[Items from a data collection]
[Start]
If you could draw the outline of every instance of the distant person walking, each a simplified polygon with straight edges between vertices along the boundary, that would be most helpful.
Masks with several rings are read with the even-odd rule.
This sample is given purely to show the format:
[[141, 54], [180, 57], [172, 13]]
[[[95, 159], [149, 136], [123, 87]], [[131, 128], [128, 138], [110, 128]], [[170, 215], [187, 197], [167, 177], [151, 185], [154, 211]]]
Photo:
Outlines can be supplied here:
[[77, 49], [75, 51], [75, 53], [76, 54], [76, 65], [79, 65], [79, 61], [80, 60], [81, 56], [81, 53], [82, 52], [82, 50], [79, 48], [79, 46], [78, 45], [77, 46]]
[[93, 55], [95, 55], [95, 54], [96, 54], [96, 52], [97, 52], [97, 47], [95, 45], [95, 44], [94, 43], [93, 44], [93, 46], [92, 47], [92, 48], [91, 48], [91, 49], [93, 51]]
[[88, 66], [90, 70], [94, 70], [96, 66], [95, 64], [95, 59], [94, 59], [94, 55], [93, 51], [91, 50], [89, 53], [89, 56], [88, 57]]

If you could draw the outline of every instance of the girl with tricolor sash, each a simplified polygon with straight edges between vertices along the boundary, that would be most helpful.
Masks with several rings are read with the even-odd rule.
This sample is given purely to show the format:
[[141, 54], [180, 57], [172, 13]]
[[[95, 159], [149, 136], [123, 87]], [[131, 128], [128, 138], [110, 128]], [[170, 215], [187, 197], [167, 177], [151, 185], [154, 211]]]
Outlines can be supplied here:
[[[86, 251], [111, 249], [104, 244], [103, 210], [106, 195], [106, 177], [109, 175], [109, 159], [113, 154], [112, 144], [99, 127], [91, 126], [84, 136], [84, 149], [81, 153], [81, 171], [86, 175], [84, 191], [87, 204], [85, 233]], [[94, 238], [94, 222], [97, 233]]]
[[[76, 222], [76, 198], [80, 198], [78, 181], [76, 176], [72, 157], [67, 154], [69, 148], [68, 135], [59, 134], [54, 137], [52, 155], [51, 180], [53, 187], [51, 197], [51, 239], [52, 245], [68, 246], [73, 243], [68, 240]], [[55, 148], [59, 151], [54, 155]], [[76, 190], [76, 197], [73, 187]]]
[End]
* **GIVEN TASK**
Rewrite all the items above, renaming every "simplified polygon" to "closed polygon" and leaving everything else as it is.

* **WRITTEN ANSWER**
If you could draw the outline of every instance of the distant person walking, each a closed polygon with straight edges between vertices along the boundary, that would be most helpful.
Masks with several rings are read with the even-odd rule.
This sample is given purely to show the format:
[[141, 54], [180, 57], [172, 13]]
[[[95, 159], [149, 136], [123, 87]], [[131, 128], [128, 138], [110, 128]], [[170, 215], [187, 197], [167, 177], [151, 185], [154, 211]]]
Photo:
Outlines can be supplied here:
[[77, 49], [75, 51], [75, 53], [76, 54], [76, 65], [79, 65], [79, 61], [80, 60], [81, 56], [81, 53], [82, 52], [82, 50], [79, 48], [79, 46], [78, 45], [77, 46]]
[[93, 55], [95, 55], [95, 54], [96, 54], [96, 52], [97, 52], [97, 47], [95, 45], [95, 44], [94, 43], [93, 44], [93, 46], [92, 47], [92, 48], [91, 48], [91, 49], [93, 51]]
[[88, 66], [90, 70], [94, 70], [96, 66], [95, 64], [95, 59], [94, 59], [94, 55], [93, 51], [91, 50], [89, 53], [89, 56], [88, 57]]

If you could draw the outline of every instance of the girl with tricolor sash, each a closed polygon with straight edges between vertices along the boundary, that would be most helpful.
Masks with several rings are read with the even-odd rule.
This sample is given purely to show the format:
[[141, 54], [180, 57], [172, 13]]
[[[95, 159], [149, 136], [123, 87]], [[131, 128], [128, 138], [110, 128]], [[170, 215], [187, 197], [167, 177], [151, 185], [154, 211]]]
Outlines can be supplied here:
[[[86, 251], [111, 249], [104, 244], [103, 210], [106, 195], [106, 177], [109, 175], [109, 159], [113, 154], [112, 144], [99, 127], [91, 126], [84, 136], [84, 149], [81, 153], [81, 171], [86, 175], [84, 191], [87, 204], [85, 233]], [[94, 238], [94, 222], [97, 233]]]
[[[76, 222], [76, 198], [80, 198], [78, 181], [76, 176], [72, 157], [67, 154], [69, 148], [68, 135], [59, 134], [54, 137], [52, 155], [51, 180], [53, 187], [51, 197], [51, 239], [52, 245], [68, 246], [73, 243], [68, 240]], [[55, 148], [59, 151], [54, 155]], [[76, 190], [76, 197], [73, 187]]]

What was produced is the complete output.